_EXERCISE_: Would you retype exactly the lines from the one containing "Query: front door" through the last line of the records below, and nothing else?
---------- DATASET RECORDS ----------
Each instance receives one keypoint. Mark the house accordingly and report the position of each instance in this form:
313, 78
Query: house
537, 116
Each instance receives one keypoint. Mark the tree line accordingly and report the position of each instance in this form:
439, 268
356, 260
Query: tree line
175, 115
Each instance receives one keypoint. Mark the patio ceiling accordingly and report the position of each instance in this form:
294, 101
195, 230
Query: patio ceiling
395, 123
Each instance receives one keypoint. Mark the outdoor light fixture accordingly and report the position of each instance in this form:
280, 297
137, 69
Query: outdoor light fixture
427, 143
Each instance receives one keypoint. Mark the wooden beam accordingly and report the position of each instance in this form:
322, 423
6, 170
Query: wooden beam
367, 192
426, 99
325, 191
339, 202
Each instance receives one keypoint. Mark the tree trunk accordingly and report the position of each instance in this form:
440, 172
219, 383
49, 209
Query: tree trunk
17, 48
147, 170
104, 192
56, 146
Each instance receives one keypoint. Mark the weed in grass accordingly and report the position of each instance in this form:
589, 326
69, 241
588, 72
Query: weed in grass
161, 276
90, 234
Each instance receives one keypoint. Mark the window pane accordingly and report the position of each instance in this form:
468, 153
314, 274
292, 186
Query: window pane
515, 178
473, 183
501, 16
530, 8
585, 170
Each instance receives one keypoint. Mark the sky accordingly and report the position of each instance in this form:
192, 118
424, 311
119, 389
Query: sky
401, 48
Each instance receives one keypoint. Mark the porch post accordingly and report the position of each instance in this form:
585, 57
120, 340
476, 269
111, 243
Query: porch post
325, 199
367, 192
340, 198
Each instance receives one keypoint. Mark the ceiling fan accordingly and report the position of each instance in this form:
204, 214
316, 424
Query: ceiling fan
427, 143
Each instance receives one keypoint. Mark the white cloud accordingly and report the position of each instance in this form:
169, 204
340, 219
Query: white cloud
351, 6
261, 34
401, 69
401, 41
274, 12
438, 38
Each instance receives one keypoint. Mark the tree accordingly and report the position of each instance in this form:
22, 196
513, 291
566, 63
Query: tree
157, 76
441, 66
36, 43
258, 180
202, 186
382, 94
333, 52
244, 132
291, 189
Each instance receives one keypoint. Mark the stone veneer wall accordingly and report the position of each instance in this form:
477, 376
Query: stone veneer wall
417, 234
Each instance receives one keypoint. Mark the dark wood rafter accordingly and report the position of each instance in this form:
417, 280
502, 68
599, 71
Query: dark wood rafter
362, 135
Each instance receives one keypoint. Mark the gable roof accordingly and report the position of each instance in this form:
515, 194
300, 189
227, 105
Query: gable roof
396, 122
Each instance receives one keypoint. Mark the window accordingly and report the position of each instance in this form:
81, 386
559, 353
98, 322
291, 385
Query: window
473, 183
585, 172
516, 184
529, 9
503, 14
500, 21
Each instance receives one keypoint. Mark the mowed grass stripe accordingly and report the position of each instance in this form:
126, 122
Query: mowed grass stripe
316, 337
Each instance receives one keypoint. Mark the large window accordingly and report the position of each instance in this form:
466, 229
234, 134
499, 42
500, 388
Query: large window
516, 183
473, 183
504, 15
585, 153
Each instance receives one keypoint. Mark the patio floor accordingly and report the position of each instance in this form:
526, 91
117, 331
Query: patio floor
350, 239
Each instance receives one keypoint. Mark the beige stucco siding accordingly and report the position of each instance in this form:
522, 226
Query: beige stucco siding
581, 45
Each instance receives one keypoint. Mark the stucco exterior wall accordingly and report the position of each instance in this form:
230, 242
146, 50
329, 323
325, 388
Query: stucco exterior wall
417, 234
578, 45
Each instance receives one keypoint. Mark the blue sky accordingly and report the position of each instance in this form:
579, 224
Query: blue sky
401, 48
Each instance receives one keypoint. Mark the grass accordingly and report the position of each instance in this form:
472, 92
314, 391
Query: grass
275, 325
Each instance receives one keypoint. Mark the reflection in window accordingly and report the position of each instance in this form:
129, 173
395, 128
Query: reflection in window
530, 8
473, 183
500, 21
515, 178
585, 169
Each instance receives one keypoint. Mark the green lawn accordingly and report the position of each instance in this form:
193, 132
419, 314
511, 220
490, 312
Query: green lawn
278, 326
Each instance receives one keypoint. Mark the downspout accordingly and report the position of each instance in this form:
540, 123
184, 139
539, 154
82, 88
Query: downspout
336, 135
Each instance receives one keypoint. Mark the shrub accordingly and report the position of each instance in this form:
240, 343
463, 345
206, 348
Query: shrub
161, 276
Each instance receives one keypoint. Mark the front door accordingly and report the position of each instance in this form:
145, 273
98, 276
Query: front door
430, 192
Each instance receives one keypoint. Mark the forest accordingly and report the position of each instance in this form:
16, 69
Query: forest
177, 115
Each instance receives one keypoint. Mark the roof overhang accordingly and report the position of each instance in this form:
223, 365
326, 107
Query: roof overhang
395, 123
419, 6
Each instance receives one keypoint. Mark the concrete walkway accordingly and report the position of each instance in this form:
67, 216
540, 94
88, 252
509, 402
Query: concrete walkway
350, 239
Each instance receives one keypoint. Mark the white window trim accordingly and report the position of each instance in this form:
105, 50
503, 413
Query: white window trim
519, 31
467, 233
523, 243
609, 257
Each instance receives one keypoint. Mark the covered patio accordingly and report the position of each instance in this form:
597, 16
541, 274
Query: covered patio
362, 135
----------
_YOUR RESPONSE_:
Query: front door
430, 192
Each instance receives one keypoint. Mark the forest accordingly and report the position of each instance in this form:
16, 69
Query: forest
177, 115
Each instance receives one keypoint. Mark the roof overhang accordingly and report the position of each instance in this form:
223, 365
326, 107
Query: roof overhang
395, 123
419, 6
Each instance receives one keypoint. Mark the concrete walkway accordingly and report the position of each instance in this form:
67, 216
540, 94
88, 252
509, 402
Query: concrete walkway
350, 239
Each instance receives one keypoint. Mark the white window trim accordingly and report the position of each instance in this form:
105, 50
503, 413
Query: white window trim
519, 31
467, 233
523, 243
609, 257
Each instance receives one keypoint. Mark the covered patio accordingly and report the position of each instance in this form:
597, 16
541, 274
Query: covered patio
362, 135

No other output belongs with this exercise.